Can you switch every "Target" in the lines below to "Label" and give the lines back with nothing else changed?

-- START OF Stored records --

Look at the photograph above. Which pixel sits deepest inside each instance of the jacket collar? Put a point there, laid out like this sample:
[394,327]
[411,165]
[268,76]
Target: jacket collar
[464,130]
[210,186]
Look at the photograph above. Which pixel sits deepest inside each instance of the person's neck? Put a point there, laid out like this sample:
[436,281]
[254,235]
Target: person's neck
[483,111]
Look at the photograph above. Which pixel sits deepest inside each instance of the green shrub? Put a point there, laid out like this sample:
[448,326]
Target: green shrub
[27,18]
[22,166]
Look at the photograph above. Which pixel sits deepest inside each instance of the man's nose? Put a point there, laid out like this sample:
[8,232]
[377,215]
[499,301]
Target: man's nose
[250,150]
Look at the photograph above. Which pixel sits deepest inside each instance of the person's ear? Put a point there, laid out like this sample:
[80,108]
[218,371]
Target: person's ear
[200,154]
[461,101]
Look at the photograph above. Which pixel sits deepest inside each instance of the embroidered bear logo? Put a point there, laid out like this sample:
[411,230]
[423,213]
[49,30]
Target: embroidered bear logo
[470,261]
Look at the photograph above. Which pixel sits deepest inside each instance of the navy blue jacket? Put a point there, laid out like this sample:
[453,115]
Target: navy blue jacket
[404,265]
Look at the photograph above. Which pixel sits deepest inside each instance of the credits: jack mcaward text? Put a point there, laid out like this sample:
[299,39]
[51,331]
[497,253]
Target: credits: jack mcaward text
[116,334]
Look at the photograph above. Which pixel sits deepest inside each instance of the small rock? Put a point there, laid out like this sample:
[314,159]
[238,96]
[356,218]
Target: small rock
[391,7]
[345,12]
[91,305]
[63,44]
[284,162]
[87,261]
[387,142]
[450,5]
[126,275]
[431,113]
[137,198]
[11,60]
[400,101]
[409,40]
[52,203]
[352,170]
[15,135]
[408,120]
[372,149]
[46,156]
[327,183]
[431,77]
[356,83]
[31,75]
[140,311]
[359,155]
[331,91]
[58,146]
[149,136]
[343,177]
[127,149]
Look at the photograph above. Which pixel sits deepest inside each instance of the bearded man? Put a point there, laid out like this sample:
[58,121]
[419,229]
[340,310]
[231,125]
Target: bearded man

-- END OF Stored records --

Expected answer ->
Look at the photograph above. Which pixel sits deepest inside each instance of the jacket collar? Put a point there, laid out like this sample:
[394,327]
[411,165]
[268,76]
Label: jacket collar
[464,130]
[210,186]
Look at the photograph above. Which pixel sits deepest inside each instance of the person's neck? Put a point there, laid out like this sample:
[436,281]
[254,235]
Label: person's neck
[483,111]
Look at the photograph above. Which pixel sits deepest inside each instance of the green shrub? Put a point there, laid out like this sample:
[448,326]
Label: green shrub
[27,18]
[22,166]
Look at the photograph above. Which pixel sits deepest inside each instance of the man's nose? Put a point there, laid out like this sample:
[8,232]
[377,215]
[499,301]
Label: man's nose
[250,150]
Look at the photograph above. Which pixel sits deepest inside each instance of the person's ear? Put a point there, laid out like this sample:
[80,108]
[218,371]
Label: person's ear
[200,154]
[461,101]
Look at the photograph above. Which pixel sits deepest inside each instance of the embroidered bear logo? Put a point there, laid out like this sample:
[411,230]
[423,213]
[49,30]
Label: embroidered bear logo
[470,261]
Look at the photograph above. Which pixel sits deepest inside each instance of the navy blue jacket? Put a point there, laid out like this sample:
[453,115]
Label: navy blue jacket
[404,265]
Look at the photograph above. Which pixel sits deepest inside each instance of the credits: jack mcaward text? Put a point there, laid out like this sample:
[299,39]
[51,331]
[497,253]
Label: credits: jack mcaward text
[116,334]
Look at the photograph above. Which pixel sits deepest inside each instance of the small rock? Put a point there, laid out like this sample:
[314,159]
[238,96]
[356,218]
Label: small rock
[391,7]
[345,12]
[91,305]
[63,44]
[284,162]
[87,261]
[387,142]
[450,5]
[126,275]
[431,113]
[137,198]
[11,60]
[400,101]
[409,40]
[52,203]
[352,170]
[15,135]
[408,120]
[372,149]
[46,156]
[327,183]
[431,77]
[356,83]
[31,75]
[140,311]
[359,155]
[331,91]
[58,146]
[149,136]
[343,177]
[127,149]
Look at the photograph above. Which pixel sits deepest inside each instance of the bearded man? Put a point there, laid out like this sample:
[58,121]
[419,229]
[340,310]
[231,125]
Label: bearded man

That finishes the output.